**Set tasks**
[a] In the forum thread about training a vizsla to hunt alongside a hawk, what does midge say the bird replaces in the hunt?
[b] Carry on the forum thread about training a vizsla to hunt alongside a hawk, starting after its final post.

**Supplied text**
####################
# training books for hunting???



## midge

hi is there any books/dvds that will help me with training a vizsla, im hoping to get a pup next year and want to get some knowledge on how to train her for hunting along with my goshawk.. thanks ciaran


----------



## gunnr

I have no idea how to train a Vizsla to hunt with a Hawk, but man that would just be really cool to watch.
Maybe some history on Pharoah's Hounds and Ibizen's would be be helpful? ???


----------



## jas

Oscars mother is trained to a hawk, it was realy cool to see it perched in tthe garden with the Vizsla next to it but i have no idea how they trained it, though the breeder did suggest some dvds.

http://www.paulfrenchvideo.com/gundog_training.html


----------



## bounce

Don't know much about falconry or hawking, but from the bibliography of "HERE'S TO THEM THAT SHOOT AND MISS" (http://www.vizsladogs.com/ARTICLES/falcon1.htm)

"Bird of Jove" by David Bruce, Texas A&M University Press; 
"Falcons Return" by John Kaufman & Heinz Meng, William Morrow & Company; 
"The Peregrine Falcon" by Carl R. Green & William R. Sanford, Crewswood House, Mankato, Minnesota;
"The Hungarian Vizsla" by Gay Gottlieb, Nimrod Book Services, Hants, England


----------



## jas

Here are some pics of Oscars mother with a falcon. click on the Falconry link on the left!


----------



## Crazy Kian

Where? is there a link?


----------



## jas

Ooops!! Sorry, here it is

http://www.prettypoint.co.uk/


----------



## treetops1974

this is very interesting ... using a dog to hunt with birds (for birds I assume).

I guess the dog plays the same role in the hunt - uses his nose to find game and point, flush and retrieve. Does the falcon / hawk replace the gun?

how does this work?

very cool


----------



## midge

yep the bird replaces a gun.. it is far more sporting and is a more natural way.. have a look at this there is no dog but just to show what some birds can do 
http://www.youtube.com/watch?v=6L1nPwKZ6do


----------



## treetops1974

ciaran - that is the coolest thing!

i just got into the hunting upland game this fall with my V ... I've been working on my wife to get another V ... but I may have to re-think my strategy ... I want a bird! 

maybe for the sake of my marriage I'll stick to begging for the additional V - but hunting with a bird is very interesting. Is it common in North America?
####################
**Material supplied**
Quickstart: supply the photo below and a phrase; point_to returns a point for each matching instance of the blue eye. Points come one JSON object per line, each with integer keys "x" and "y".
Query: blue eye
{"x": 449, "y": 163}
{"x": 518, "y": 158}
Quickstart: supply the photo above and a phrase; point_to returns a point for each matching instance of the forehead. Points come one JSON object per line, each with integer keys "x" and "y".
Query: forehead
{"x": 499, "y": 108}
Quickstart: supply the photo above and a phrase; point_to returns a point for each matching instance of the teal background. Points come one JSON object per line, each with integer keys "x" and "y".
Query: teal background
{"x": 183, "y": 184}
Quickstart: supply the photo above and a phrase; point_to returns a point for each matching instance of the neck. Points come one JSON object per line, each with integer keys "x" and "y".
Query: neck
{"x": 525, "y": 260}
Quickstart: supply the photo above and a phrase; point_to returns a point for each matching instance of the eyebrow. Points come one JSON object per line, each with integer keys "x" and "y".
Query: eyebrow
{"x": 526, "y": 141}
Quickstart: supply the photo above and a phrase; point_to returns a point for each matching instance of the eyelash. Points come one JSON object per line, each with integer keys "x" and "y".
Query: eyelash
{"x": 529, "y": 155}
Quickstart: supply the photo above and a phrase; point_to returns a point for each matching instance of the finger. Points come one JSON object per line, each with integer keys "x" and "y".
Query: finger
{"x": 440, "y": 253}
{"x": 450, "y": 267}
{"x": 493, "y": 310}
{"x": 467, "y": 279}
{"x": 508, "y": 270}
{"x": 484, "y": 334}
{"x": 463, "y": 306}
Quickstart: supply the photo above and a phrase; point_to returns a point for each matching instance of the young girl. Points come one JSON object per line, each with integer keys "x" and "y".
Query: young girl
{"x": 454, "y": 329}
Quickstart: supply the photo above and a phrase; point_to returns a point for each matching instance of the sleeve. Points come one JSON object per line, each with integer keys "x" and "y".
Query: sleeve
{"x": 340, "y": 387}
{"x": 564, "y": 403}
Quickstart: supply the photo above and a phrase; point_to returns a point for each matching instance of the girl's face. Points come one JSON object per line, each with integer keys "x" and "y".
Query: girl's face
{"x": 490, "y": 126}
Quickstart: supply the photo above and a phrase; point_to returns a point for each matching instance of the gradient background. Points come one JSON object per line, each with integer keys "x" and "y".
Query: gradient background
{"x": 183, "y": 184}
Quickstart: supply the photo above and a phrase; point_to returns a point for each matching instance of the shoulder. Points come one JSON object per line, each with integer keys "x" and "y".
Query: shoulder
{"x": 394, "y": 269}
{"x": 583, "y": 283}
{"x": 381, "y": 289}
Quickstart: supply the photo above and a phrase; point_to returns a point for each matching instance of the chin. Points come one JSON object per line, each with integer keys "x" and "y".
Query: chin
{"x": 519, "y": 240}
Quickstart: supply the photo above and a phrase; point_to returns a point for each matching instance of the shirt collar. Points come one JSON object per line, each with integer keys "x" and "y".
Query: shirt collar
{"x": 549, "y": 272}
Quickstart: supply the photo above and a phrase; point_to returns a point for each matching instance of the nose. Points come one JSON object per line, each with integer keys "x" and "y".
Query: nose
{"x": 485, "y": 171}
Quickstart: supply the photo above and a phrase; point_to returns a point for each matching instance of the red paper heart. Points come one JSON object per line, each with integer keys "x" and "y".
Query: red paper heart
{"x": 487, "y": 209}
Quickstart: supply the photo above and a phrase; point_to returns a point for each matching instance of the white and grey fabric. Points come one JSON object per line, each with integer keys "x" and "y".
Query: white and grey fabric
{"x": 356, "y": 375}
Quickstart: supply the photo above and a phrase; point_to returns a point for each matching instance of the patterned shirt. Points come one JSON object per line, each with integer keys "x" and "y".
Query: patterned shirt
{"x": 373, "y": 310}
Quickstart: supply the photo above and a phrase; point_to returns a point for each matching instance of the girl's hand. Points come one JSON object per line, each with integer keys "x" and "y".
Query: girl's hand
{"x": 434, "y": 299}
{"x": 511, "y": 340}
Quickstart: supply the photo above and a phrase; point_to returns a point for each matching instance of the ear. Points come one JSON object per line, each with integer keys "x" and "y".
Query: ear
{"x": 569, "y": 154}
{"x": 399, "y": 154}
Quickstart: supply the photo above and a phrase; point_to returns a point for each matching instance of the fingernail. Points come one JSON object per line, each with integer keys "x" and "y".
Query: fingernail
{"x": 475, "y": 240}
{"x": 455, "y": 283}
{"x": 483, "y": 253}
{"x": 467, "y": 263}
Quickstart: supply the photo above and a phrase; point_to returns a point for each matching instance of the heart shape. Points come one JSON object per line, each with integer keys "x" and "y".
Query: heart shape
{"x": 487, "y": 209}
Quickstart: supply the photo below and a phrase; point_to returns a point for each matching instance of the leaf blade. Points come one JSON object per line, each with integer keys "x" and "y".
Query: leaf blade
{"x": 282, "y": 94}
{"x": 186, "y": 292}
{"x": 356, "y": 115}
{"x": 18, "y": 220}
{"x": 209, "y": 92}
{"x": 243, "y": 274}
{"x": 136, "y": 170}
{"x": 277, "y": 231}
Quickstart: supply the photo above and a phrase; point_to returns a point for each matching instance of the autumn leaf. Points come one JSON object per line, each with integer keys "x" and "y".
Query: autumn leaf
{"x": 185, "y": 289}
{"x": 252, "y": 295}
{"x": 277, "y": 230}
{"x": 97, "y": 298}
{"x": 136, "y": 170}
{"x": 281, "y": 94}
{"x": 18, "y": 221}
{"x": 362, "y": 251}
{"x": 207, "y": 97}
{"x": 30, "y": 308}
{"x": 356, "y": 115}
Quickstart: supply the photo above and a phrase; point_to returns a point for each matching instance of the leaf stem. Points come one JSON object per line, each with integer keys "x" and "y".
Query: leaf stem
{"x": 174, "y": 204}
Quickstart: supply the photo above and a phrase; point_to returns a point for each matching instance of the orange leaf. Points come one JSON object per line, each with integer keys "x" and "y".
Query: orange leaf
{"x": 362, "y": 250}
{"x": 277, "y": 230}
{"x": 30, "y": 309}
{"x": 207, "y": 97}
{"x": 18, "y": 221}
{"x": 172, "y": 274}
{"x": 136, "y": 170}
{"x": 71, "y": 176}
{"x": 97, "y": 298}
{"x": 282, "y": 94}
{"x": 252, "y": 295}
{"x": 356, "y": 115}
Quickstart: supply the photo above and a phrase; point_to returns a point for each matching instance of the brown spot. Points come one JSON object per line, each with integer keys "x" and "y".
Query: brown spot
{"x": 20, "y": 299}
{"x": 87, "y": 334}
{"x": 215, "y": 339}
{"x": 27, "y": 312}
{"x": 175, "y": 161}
####################
**Answers provided**
[a] A gun.

[b]
G


----------



## midge

lol.. i honestly don't know here in ireland it is becoming popular.. i know over in u.s you have to do some tests and get a mentor... oh and your first bird you have to trap it from the wild.. it has to be the best of all countryside sports theres nothing better than going out with your bird and watching a dog work absolutely fantastic!!! i cant wait to get my vizsla and work with my birds.. what books did you use for working your dog?


----------



## bounce

Midge-

Found a WHV site that was extolling the virtues of the breed with Hawks and Falcons. (http://www.wirevizslas.com/falconry.htm#falconry) Unfortunately, from snooping around the husband (who from the writing looked to be the hunter) seems to have passed on, but the wife may still be a valuable resource.

T


----------



## Vlicked

Sorry to be so stupid. But V and hawk hunting in tandem?? That's pretty dang cool. What is the typical game one would hunt with such a pair? I've never heard of this.


----------



## jas

I believe they still hunt pheasant with the falcon


----------



## midge

hi guys thanks very much for the website will have to get a read at it... hunting with a hawk or falcon and vizsla...... when the dog finds the game be it rabbit,pheasant,partridge,hare, or any other game species the dog stays on point until the quarry is flushed and the hawk is released and takes pursuit after it... if using a falcon the dog holds point and the falcon is released until iy gains height of up 2000ft once this happens the quarry is flushed and the falcon makes a stoop and takes the quarry (not always the case the quarry often gets away)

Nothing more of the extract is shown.